Job:
Quote exactly, and only, the lines from the one with "Target: bridge parapet" through the end of the listing.

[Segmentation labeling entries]

####################

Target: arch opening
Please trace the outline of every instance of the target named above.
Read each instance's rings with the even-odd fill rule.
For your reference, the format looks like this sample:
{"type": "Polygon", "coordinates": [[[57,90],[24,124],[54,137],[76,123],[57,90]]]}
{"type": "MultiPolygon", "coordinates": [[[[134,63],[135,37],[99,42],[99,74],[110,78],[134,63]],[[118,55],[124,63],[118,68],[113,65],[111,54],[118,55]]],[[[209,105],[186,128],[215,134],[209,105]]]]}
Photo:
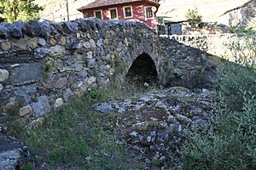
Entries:
{"type": "Polygon", "coordinates": [[[140,54],[133,61],[126,74],[126,78],[135,83],[157,84],[157,71],[151,57],[145,53],[140,54]]]}

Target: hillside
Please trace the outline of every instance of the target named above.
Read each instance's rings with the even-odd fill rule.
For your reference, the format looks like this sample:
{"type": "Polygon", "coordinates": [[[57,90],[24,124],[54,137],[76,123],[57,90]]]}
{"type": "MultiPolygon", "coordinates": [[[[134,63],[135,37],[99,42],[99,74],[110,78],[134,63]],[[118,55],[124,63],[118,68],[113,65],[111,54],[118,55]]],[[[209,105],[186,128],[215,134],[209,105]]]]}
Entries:
{"type": "Polygon", "coordinates": [[[185,20],[188,9],[195,7],[203,16],[203,20],[216,21],[224,12],[247,2],[248,0],[161,0],[157,15],[166,16],[172,21],[185,20]]]}
{"type": "MultiPolygon", "coordinates": [[[[36,3],[44,6],[41,13],[41,18],[45,20],[60,21],[67,20],[67,2],[65,0],[36,0],[36,3]]],[[[83,17],[76,9],[93,0],[69,0],[70,20],[83,17]]],[[[196,7],[203,15],[205,21],[216,21],[218,16],[224,12],[244,4],[248,0],[160,0],[160,8],[158,16],[166,16],[166,20],[172,21],[184,20],[184,14],[189,8],[196,7]]]]}

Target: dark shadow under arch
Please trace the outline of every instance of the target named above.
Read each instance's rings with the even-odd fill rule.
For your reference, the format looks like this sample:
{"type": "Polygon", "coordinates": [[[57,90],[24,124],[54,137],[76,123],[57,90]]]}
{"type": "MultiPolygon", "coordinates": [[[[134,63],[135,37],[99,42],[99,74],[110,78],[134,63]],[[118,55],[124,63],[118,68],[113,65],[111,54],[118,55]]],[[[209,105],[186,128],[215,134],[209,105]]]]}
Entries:
{"type": "Polygon", "coordinates": [[[149,85],[157,83],[157,71],[151,57],[145,53],[140,54],[133,61],[126,77],[135,83],[147,82],[149,85]]]}

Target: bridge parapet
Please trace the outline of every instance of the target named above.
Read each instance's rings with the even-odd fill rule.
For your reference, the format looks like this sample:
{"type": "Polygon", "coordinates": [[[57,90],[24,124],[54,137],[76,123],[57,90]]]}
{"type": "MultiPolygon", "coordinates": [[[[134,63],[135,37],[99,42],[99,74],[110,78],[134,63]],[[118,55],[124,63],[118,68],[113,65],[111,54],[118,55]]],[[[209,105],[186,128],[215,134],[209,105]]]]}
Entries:
{"type": "Polygon", "coordinates": [[[160,37],[137,21],[96,19],[0,25],[1,122],[44,116],[92,87],[125,81],[147,54],[163,86],[205,88],[215,81],[207,54],[160,37]]]}

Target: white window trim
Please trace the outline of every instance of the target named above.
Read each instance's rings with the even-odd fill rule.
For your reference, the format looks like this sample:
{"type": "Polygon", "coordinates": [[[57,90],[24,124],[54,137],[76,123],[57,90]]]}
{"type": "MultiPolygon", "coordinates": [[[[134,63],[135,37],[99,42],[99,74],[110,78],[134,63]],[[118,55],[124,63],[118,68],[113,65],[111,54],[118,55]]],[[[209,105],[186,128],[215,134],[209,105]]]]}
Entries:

####################

Problem solution:
Target: bridge parapet
Please trace the outline of every instance of the target named above.
Read each instance's rings with the even-odd fill rule.
For your reference, the format looks like this sample:
{"type": "Polygon", "coordinates": [[[57,90],[24,124],[54,137],[76,123],[57,90]]]}
{"type": "MultiPolygon", "coordinates": [[[[134,63],[135,37],[99,42],[99,74],[110,78],[134,63]],[[118,55],[124,63],[118,68],[113,65],[111,54],[118,55]]],[[[209,105],[186,128],[215,134],[209,105]]]]}
Entries:
{"type": "Polygon", "coordinates": [[[160,37],[137,21],[96,19],[0,25],[1,122],[44,116],[92,87],[125,81],[147,54],[163,86],[205,88],[215,81],[207,54],[160,37]]]}

Target: white window trim
Please trace the outline of every instance of the target named above.
Read each instance's rings with the even-odd fill rule.
For your reference, the format looks like this sample:
{"type": "Polygon", "coordinates": [[[57,90],[24,124],[54,137],[76,123],[57,90]]]}
{"type": "MultiPolygon", "coordinates": [[[[134,63],[135,37],[99,42],[99,74],[110,78],[134,63]],[[118,55],[124,63],[118,68],[113,65],[111,54],[118,55]]],[[[209,105],[186,128],[215,134],[209,105]]]]}
Entries:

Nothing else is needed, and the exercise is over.